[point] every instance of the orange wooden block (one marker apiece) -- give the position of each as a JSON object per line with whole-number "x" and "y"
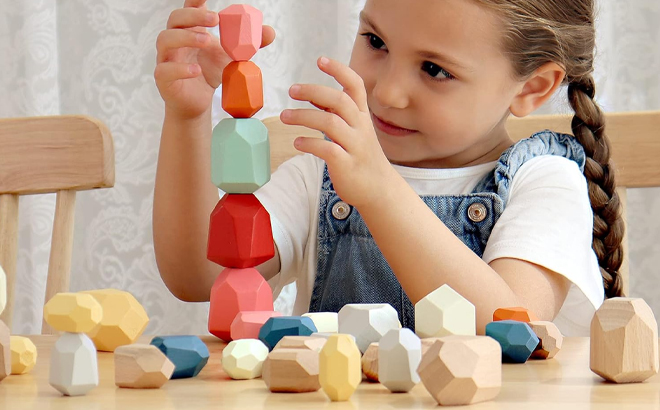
{"x": 234, "y": 291}
{"x": 242, "y": 89}
{"x": 241, "y": 31}
{"x": 519, "y": 314}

........

## Written instruction
Can you write out all of the material above again, requests included and the picture left out, with every x and y coordinate in the answers multiplied by 2.3 and rounded to a whole number, halves rounding up?

## Written response
[point] every instance of the orange wooden block (one marker apiece) -- give the position of each as a JSON object per line with whole-number "x" and "y"
{"x": 538, "y": 669}
{"x": 557, "y": 205}
{"x": 554, "y": 71}
{"x": 1194, "y": 722}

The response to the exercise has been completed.